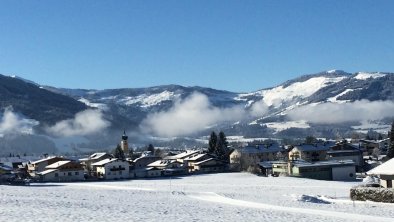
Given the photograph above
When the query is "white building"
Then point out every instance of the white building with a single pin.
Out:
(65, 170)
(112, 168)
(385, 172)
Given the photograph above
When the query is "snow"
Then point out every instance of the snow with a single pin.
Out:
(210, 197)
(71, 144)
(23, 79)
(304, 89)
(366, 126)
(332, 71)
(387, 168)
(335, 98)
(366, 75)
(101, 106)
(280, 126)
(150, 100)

* * *

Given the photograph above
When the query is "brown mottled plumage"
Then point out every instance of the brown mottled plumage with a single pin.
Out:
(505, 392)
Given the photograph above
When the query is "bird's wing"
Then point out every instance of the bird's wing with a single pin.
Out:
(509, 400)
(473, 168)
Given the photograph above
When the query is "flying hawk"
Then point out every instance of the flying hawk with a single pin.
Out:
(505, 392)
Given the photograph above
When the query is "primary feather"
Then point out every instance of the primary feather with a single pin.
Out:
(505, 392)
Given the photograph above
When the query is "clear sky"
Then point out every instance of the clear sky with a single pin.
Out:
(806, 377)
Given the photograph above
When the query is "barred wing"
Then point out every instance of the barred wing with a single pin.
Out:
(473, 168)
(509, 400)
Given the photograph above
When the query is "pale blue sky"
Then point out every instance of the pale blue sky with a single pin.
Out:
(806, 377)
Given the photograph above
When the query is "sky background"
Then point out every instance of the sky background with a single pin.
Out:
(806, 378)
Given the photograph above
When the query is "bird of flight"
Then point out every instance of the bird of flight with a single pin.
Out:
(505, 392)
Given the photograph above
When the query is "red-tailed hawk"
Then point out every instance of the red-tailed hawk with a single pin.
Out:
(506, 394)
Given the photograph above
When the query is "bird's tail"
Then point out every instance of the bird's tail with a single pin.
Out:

EXERCISE OBJECTIVE :: Show every line of the data above that contains the word "pale", copying each line in full.

TASK RESULT ::
When the query is "pale blue sky"
Then point out every instance of the pale blue sky with a single pin.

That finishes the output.